UnnaturallyAspirated

Wes....i don't get your argument. you say it isn't about efficiency, then use the loss of efficiency in changing from diesel to otto cycle as justification for not moving to CNG. which is it? additionally, you imply that the technologies that receive subsidies are the same that are the most technically or logically sound. this doesnt give much consideration to politics or lobbying.
Also, which commercial vehicle manufacturers you are working with which have changing to CNG as their prime path strategy for meeting emissions targets. everyone i work with has CNG as a small part of their portfolio, but only for niche markets which demand it, CNG is not replacing liquid fuels as you claim, though it may increase somewhat in its market share to help spread the energy demand to more domestic sources.
FInally, what is wrong with Aftertreatment? in principal it is what most of the world uses to reach low emission on just about every gasoline car out there.

UA

SJC

A truck driver that might use 1000s of gallons of fuel each year can reduce their fuel bill with CNG. Some will talk about clean air and domestic supply, but the bottom line wins.

ejj

What if Fiat-Chrysler made their own BEV Volt-like vehicles equipped with multi-air engines for electricity generation? Seems to me they keep ranting and raving about how efficient multi-air is - there might be some significant gains in overall mileage with a multi-air engine charging your batteries instead of a standard ICE. Would multi-air be better then a microturbine? How about on the larger heavy duty applications? What's more efficient?

☆ ☆ ☆

**WHAT TO WORK ON**
#1 Count the lines in the records that contain the word "innermost" and reply with that number alone.
#2 Pick up the forum discussion about natural gas fuel and engine efficiency after its last comment and keep it going.

Saved entries:
☆ ☆ ☆

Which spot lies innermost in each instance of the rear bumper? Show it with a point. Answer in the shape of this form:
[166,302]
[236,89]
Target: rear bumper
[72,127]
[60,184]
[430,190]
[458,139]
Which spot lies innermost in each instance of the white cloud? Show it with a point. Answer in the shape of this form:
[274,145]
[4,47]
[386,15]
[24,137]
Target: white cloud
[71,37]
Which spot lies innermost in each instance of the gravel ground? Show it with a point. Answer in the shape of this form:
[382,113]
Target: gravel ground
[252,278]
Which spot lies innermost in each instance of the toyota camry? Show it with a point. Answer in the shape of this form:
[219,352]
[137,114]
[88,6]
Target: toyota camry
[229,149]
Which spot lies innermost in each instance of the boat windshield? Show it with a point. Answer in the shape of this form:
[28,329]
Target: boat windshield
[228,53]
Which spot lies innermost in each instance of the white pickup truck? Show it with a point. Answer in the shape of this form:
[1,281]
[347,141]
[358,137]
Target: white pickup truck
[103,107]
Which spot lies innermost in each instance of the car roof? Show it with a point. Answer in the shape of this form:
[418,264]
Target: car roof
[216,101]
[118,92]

☆ ☆ ☆

**IN RESPONSE**
#1 7

#2
ai_vin

Multi-air is meant to optimize the engine's efficiency across its performance curve. Volt-like vehicles don't need this because they can keep the engine at the most efficient point on its performance curve.

SJC

Fiat/Chrysler COULD do lots of things if they had the money. That is the problem of running it down to zero, you have no maneuvering room.

ejj

Oh, okay...thanks ai_vin.

Engineer-Poet

Multi-air or any unthrottled, Atkinson/Miller engine is going to be more efficient than GM's stock 1.4 liter 4. A Twinair would be more than enough power, plus smaller and lighter. All the Twinair models exceed the Volt sustainer's 53 kW rating, and they could be run right at the point of best BSFC except for maximum demand.

Capstone isn't in the running in the efficiency contest. Capstone's published efficiency curve peaks at 26% and slides downward in hot weather. Even the old Lister-type single cylinder diesels hit 30%.

I can see Fiat/Chrysler ads touting "Look what I can do with two!".

ejj

Interesting Engineer-Poet...thanks! Seems to me Capstone's selling points are that they can use multiple fuels, including biofuels, and meet California's emissions requirements. But ultimately it will come down to economics and performance - if the system is cheap enough to produce and the performance (MPG under high load conditions) is good enough, it might be a winner. Nowhere in the article do they mention potential MPG though.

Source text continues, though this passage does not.